In the travel article below about the road to Campobasso, which river does the route inland from Termoli follow?

- [Article]
------------

Leaving the Adriatic behind, our journey takes us through rain and shine to Campobasso, the heart of Molise, and Italy's youngest Regional Capital!
The road from Termoli inland is the highway of a Sunday drive. Snaking alongside the river known once to Rome as the Tifernus and now to Molise as the Biferno, the route is a good thirty five miles of sparsely populated country, as the gentle flatlands of the Adriatic coast cede to the low hills of Basso Molise with an all but undetectable delicacy.
One is taken all but unaware when the road dramatically soars above the emerald waters of the Lago di Guardialfiera, a breathtaking body of water which scarcely seized the attention of our somewhat sleepy fellow travellers, yet arrested our gaze from the moment we saw it. Crafted by the hand of man, the Lago is in fact a reservoir, and a rare feat of visionary engineering in the Italian spirit in the 1970's. A procession of monumental arches bear the road across the Lago at its eastern and southern flanks, granting he who observes a spectrum of greens and blues, through water, forest, meadow and sky. Minutes race by, and the Lago vanishes, yielding once more to open fields and desolate slopes. These lands harbour a most unusual secret, of which we hope to find trace in the future. For clinging on, somewhere between extinction and life, are the Slavs of Molise.
The valiant death of Władysław III in 1444, and the Crusade of Varna along with him, sealed the fate of the greatest city in Christendom. It was in the years following the fall of Constantinople in the East, when the Turk turned his thirst for conquest to the West, that the once great Christian kingdoms of Eastern Europe began to fall. With the snuffing out of the heirs of Rome at last, the legions of Asia marched with destiny and discipline, invulnerability defining their unceasing advance. Italy and the West may yet have fallen, were it not for the courageous deeds of three men.

------------

- [Data records]
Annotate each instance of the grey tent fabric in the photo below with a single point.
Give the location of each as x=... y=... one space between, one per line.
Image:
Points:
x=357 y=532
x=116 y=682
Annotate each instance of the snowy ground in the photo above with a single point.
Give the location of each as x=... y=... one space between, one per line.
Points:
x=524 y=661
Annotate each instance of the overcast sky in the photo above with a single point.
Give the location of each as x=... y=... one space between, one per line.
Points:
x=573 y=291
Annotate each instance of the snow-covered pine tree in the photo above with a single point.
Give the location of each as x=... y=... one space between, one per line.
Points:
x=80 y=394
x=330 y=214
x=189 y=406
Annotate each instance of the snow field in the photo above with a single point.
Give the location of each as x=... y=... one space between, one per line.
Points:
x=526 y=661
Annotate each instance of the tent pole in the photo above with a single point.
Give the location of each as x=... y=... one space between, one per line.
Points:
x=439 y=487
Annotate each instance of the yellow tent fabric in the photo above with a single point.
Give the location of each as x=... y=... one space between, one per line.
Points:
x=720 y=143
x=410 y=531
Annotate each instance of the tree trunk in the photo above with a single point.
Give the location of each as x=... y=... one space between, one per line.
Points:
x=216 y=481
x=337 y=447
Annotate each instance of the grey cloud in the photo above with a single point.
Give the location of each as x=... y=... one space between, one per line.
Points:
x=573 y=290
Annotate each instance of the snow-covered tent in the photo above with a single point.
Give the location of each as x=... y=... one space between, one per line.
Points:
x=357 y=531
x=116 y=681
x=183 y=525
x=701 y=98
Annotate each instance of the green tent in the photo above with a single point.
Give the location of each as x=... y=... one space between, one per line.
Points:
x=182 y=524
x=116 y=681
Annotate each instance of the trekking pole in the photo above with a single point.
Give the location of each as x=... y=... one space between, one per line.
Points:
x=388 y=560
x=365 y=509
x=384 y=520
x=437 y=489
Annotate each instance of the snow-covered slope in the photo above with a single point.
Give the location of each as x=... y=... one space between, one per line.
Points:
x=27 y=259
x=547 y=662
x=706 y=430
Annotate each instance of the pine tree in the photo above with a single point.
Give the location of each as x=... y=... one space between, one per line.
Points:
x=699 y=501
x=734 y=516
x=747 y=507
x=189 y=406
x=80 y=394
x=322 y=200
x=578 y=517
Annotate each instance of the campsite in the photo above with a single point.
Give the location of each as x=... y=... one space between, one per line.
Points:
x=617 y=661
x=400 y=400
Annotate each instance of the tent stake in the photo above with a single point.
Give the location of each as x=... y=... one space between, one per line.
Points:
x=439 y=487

------------

- [Solution to the problem] The Biferno, which Rome knew as the Tifernus.